START Exercise inputs

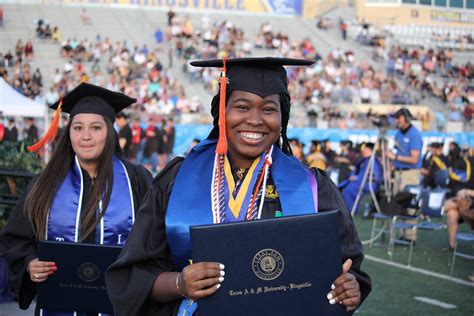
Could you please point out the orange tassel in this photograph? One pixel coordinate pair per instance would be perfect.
(222, 142)
(52, 131)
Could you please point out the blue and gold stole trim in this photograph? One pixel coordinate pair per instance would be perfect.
(64, 217)
(237, 201)
(191, 197)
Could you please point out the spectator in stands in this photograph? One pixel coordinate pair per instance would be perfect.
(169, 136)
(11, 132)
(343, 28)
(2, 129)
(19, 49)
(56, 35)
(459, 209)
(460, 174)
(435, 172)
(406, 160)
(152, 143)
(47, 33)
(37, 78)
(315, 158)
(137, 136)
(297, 149)
(170, 15)
(40, 28)
(345, 160)
(85, 18)
(124, 133)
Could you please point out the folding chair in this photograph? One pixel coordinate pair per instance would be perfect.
(400, 222)
(432, 206)
(396, 222)
(461, 237)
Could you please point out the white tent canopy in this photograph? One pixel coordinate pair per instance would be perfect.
(13, 103)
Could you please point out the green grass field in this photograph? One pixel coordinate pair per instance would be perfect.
(394, 289)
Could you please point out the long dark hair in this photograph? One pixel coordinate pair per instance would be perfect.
(40, 198)
(285, 106)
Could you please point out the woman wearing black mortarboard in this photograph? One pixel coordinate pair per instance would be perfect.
(71, 200)
(246, 153)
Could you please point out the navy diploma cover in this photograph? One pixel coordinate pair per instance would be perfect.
(79, 282)
(280, 266)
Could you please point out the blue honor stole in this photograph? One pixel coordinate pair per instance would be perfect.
(190, 200)
(65, 215)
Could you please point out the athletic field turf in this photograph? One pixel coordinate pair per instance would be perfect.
(399, 290)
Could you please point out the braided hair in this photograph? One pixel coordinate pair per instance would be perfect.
(285, 106)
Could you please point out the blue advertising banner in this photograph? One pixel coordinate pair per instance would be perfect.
(186, 133)
(294, 7)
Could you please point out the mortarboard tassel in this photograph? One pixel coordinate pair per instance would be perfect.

END Exercise inputs

Print the lines of the entries, exactly, from the one containing "Could you please point out the blue honor" down to the final line, and leave out all the others.

Could you please point out the blue honor stole in this photograph? One pixel coordinate pair per instance would be perfect.
(190, 200)
(65, 215)
Could you please point out the athletic field turf in this photograph? One pixel coordinate pair per instance would be perfect.
(399, 290)
Could you please point out the braided hair in this photograph? One pixel coordinate pair per instance would be perfect.
(285, 106)
Could you please point out the blue advertising banner in this photograph? One pixel coordinate pair per instance would be perfect.
(186, 133)
(294, 7)
Could you please point out the mortarboard tassel in this photograph? One pixel coordinate pair per instance would be perfect.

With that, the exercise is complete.